Excerpt from a dataset
————————

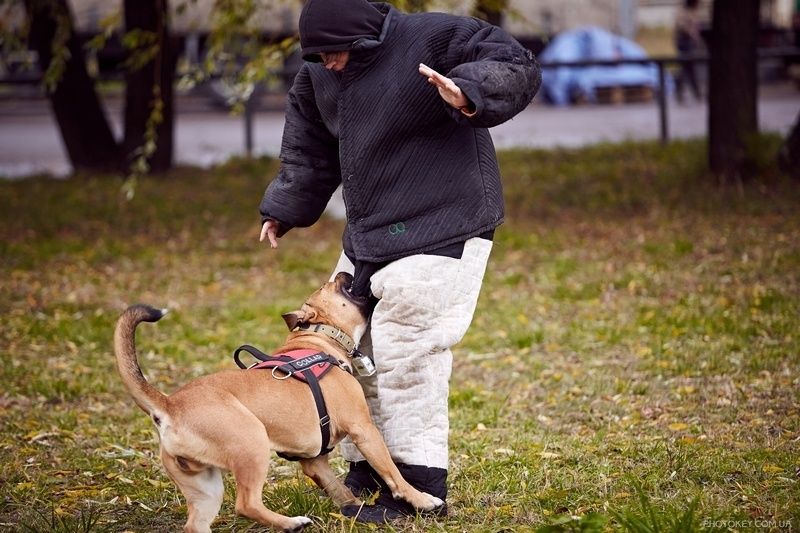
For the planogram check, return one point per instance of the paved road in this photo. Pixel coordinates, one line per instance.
(30, 143)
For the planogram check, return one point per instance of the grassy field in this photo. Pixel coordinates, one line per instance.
(633, 363)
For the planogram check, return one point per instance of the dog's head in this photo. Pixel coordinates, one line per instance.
(333, 304)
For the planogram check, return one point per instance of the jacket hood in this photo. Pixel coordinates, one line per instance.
(336, 25)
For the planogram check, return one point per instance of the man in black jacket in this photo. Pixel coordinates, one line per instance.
(370, 111)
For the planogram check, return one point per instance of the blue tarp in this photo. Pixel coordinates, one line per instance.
(560, 85)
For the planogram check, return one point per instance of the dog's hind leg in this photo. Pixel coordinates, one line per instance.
(249, 467)
(369, 442)
(202, 487)
(319, 470)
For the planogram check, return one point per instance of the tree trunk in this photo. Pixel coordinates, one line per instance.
(150, 86)
(789, 155)
(81, 119)
(733, 86)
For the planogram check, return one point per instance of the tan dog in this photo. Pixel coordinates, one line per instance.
(232, 419)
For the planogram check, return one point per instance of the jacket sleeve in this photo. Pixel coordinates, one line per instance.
(498, 75)
(309, 172)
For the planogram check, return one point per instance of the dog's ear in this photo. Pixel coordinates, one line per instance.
(294, 319)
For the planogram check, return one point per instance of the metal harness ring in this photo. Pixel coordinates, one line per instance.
(286, 375)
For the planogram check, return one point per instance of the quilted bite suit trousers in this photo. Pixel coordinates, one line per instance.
(425, 305)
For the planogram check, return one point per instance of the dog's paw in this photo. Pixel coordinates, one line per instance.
(431, 502)
(299, 523)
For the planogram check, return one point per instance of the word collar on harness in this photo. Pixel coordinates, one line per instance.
(308, 366)
(363, 364)
(336, 334)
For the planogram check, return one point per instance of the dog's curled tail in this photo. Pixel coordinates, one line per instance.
(145, 395)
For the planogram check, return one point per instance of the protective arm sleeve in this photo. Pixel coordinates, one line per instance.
(309, 172)
(498, 75)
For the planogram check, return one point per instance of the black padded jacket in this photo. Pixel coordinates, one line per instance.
(416, 173)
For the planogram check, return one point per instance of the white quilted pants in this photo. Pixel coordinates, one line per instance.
(425, 306)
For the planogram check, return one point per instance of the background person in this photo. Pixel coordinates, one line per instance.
(688, 42)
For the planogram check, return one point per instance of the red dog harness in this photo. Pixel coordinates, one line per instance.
(308, 366)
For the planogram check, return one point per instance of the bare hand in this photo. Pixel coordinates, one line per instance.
(448, 90)
(270, 231)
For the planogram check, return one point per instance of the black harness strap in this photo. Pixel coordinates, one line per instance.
(291, 368)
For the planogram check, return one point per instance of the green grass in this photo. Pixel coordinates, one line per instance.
(633, 363)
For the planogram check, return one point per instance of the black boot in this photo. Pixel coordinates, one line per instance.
(386, 509)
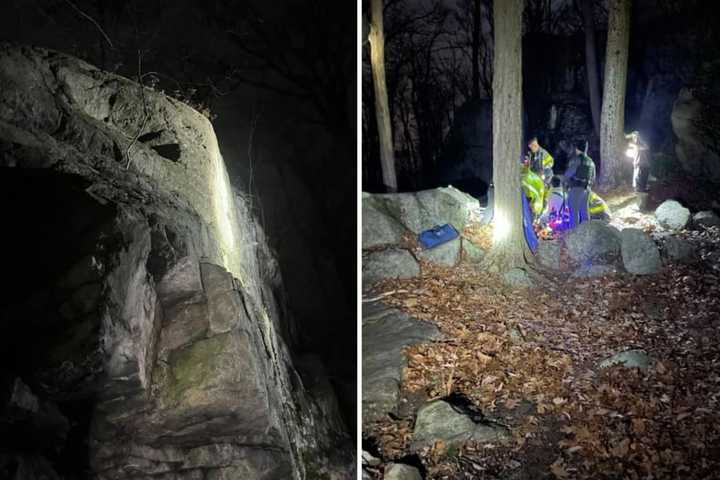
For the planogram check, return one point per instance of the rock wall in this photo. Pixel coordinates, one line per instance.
(173, 334)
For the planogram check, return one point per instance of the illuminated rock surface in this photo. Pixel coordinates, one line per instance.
(147, 304)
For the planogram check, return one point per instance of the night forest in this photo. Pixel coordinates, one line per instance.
(179, 178)
(540, 239)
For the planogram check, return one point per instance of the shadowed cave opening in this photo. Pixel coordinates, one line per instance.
(49, 321)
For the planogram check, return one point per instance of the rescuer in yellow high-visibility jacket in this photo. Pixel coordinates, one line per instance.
(540, 161)
(534, 189)
(597, 207)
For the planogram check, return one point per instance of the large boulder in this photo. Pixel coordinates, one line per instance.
(471, 252)
(672, 215)
(594, 271)
(679, 250)
(399, 471)
(706, 218)
(696, 146)
(389, 263)
(385, 332)
(548, 254)
(418, 211)
(165, 326)
(378, 227)
(593, 242)
(441, 421)
(446, 254)
(639, 252)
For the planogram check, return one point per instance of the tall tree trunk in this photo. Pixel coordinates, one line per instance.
(591, 62)
(477, 25)
(613, 108)
(382, 111)
(508, 239)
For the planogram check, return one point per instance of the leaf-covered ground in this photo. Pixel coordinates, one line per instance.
(529, 360)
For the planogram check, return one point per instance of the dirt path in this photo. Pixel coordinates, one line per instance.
(530, 360)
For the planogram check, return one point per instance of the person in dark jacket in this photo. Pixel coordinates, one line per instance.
(580, 176)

————————

_To do_
Express the listing as a two-column CSV with columns named "instruction" and "points", beginning at the line that contains "of the dirt" and stopping after the end of the listing. Write one row for each instruction and its points, with each value in a single quoted field and any line breaks replaced by spaces.

_Written response_
instruction,points
"For the planogram check, return one point per instance of the dirt path in this photo. Pixel coordinates, one line per instance.","(530, 360)"
"For the planogram check, return one point per instance of the person in dark jacket in this photo. Pixel coordinates, one line per instance.","(580, 176)"